WHAT YOU ARE ASKED TO DO:
Write out every line of the records below without changing anything.

(Contour annotation records)
-- start --

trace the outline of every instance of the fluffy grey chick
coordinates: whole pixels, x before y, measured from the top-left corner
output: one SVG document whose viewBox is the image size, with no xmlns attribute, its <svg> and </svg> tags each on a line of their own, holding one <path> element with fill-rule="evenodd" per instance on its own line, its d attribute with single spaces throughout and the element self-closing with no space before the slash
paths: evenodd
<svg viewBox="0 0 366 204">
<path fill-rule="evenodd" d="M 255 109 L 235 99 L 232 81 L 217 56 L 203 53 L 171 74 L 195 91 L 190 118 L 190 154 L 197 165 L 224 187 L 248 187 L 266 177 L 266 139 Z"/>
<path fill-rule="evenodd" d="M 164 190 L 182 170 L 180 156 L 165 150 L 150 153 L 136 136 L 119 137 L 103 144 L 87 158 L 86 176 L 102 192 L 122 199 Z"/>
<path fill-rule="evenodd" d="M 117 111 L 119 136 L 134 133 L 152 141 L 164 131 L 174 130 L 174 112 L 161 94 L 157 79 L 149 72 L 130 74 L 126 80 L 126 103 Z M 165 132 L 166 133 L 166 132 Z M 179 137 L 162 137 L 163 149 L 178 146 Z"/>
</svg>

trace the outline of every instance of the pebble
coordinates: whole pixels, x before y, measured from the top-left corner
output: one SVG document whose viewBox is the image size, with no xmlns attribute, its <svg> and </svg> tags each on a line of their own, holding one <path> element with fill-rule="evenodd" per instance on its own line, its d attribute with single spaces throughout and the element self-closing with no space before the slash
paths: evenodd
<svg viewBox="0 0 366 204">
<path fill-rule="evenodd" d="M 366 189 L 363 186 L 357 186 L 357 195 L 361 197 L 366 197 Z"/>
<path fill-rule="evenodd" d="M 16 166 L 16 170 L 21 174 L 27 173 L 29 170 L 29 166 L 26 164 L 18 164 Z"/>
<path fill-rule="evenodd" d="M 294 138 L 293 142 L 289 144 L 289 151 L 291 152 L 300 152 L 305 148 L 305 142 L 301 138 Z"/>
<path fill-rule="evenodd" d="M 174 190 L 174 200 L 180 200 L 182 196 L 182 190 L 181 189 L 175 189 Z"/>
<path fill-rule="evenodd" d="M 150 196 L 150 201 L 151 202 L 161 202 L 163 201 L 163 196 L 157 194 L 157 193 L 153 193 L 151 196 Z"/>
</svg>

-- end --

EXERCISE RESPONSE:
trace the outline of every instance of the fluffy grey chick
coordinates: whole pixels, x before y, measured from the top-left corner
output: one SVG document whose viewBox is the image size, with no xmlns attribute, its <svg> and </svg> tags each on a line of their own, holding one <path> element with fill-rule="evenodd" per instance on its own line, its d attribute with single spaces throughout and the element self-closing with no space before the slash
paths: evenodd
<svg viewBox="0 0 366 204">
<path fill-rule="evenodd" d="M 255 109 L 235 99 L 232 81 L 217 56 L 203 53 L 171 74 L 195 91 L 190 118 L 190 154 L 197 165 L 224 187 L 248 187 L 266 177 L 266 139 Z"/>
<path fill-rule="evenodd" d="M 164 190 L 182 170 L 180 156 L 165 150 L 150 153 L 136 136 L 119 137 L 103 144 L 87 158 L 86 176 L 102 192 L 122 199 Z"/>
<path fill-rule="evenodd" d="M 117 111 L 119 136 L 134 133 L 152 141 L 164 131 L 174 130 L 174 112 L 161 94 L 157 79 L 149 72 L 130 74 L 126 80 L 126 103 Z M 165 132 L 166 133 L 166 132 Z M 179 137 L 162 137 L 163 149 L 178 146 Z"/>
</svg>

trace the outline of every instance of the pebble
coordinates: whole pixels, x before y, measured from the top-left corner
output: one SVG document whose viewBox is the image size, with no xmlns attribute, its <svg> and </svg> tags each on a line of their own, holding one <path> element with fill-rule="evenodd" per instance on its own line, its d attribute with single spaces throughout and the element self-closing with no space before the slash
paths: evenodd
<svg viewBox="0 0 366 204">
<path fill-rule="evenodd" d="M 366 189 L 363 186 L 357 186 L 357 195 L 361 197 L 366 197 Z"/>
<path fill-rule="evenodd" d="M 16 166 L 16 170 L 21 174 L 27 173 L 29 170 L 29 166 L 26 164 L 18 164 Z"/>
<path fill-rule="evenodd" d="M 294 138 L 293 142 L 289 144 L 289 151 L 291 152 L 300 152 L 305 148 L 305 142 L 301 138 Z"/>
<path fill-rule="evenodd" d="M 174 190 L 174 200 L 180 200 L 182 196 L 182 190 L 181 189 L 175 189 Z"/>
<path fill-rule="evenodd" d="M 150 196 L 150 201 L 151 202 L 161 202 L 163 201 L 163 196 L 157 194 L 157 193 L 153 193 L 151 196 Z"/>
</svg>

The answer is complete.